# [O QUE FAZER]
a) Segundo o texto sobre Los aires difíciles, quanto tempo demorou a primeira leitura do romance?
b) Escreva a continuação do texto de opinião sobre Los aires difíciles, começando logo após a última frase.

# [TEXTO FORNECIDO]
▽

Los aires difíciles, de Almudena Grandes


Ficha técnica
Título – Los aires difíciles
Autora – Almudena Grandes
Editora – Tusquets
Coleção – Maxi Tusquets
Páginas – 793
Datas de leitura – de 11 a 24 de setembro de 2016

RELEITURA

Opinião
Regressar ao mundo de Almudena Grandes é como regressar a casa, ao nosso refúgio de cantinhos conhecidos, que nos acolhe de sorriso nos lábios e braços estendidos. Sempre que retiro da estante uma obra desta autora, que considero muito minha, sei com aquele saber que não engana que embarcarei numa viagem algo demorada (o número de páginas da maioria dos seus romances não engana…), mas que ficará comigo, não importa as vezes que decida fazê-la ou refazê-la.
Li pela primeira vez Los aires difíciles em 2008. Demorei praticamente dois meses a chegar à sua última página. Oito anos depois e acelerando pela “estrada do espanhol” a uma velocidade consideravelmente superior, encerrei a sua leitura duas semanas depois de a ter iniciado. É óbvio que o ritmo mais rápido se deve ao já referido maior domínio da língua espanhola e sobretudo ao facto de ter mergulhado na narrativa como se me estivesse a estrear nela.

△

# [LINHAS DE DADOS]
▽

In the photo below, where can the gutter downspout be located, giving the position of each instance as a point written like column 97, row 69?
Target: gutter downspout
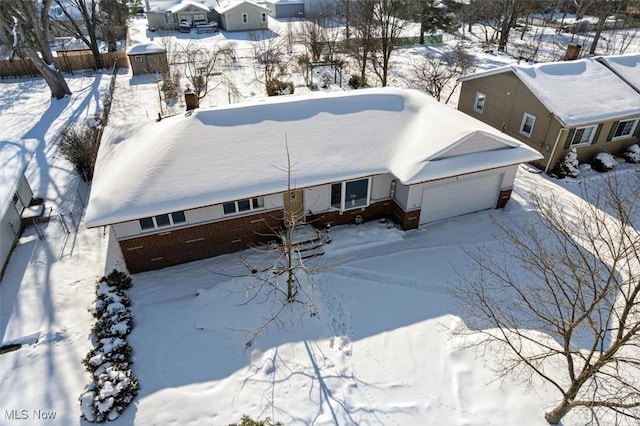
column 554, row 150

△

# [RESPOSTAS]
a) Praticamente dois meses.

b)
Recordava que a história dividia as suas quase 800 páginas pelo presente e passado de dois protagonistas, um homem e uma mulher que as agruras da vida “obrigaram” a deixar toda uma existência citadina, madrilena e buscar refúgio numa pequena localidade do sul de Espanha, onde imperam as vontades dos ventos de levante, de ponente ou suão. Recordava ainda pequenos farrapos das suas histórias, da bagagem pesadíssima que não havia ficado perdida mesmo após terem posto centenas de quilómetros entre o ponto de partida e o ponto de chegada. O resto, ou seja praticamente tudo, foi uma jornada de primeiros encontros, de primeiras descobertas (com algumas sensações de “déjà vu”, como é óbvio) e de prazeres sensoriais arrebatadores, como só a minha Almudena tão magnificamente bem sabe levar os seus leitores a saborear.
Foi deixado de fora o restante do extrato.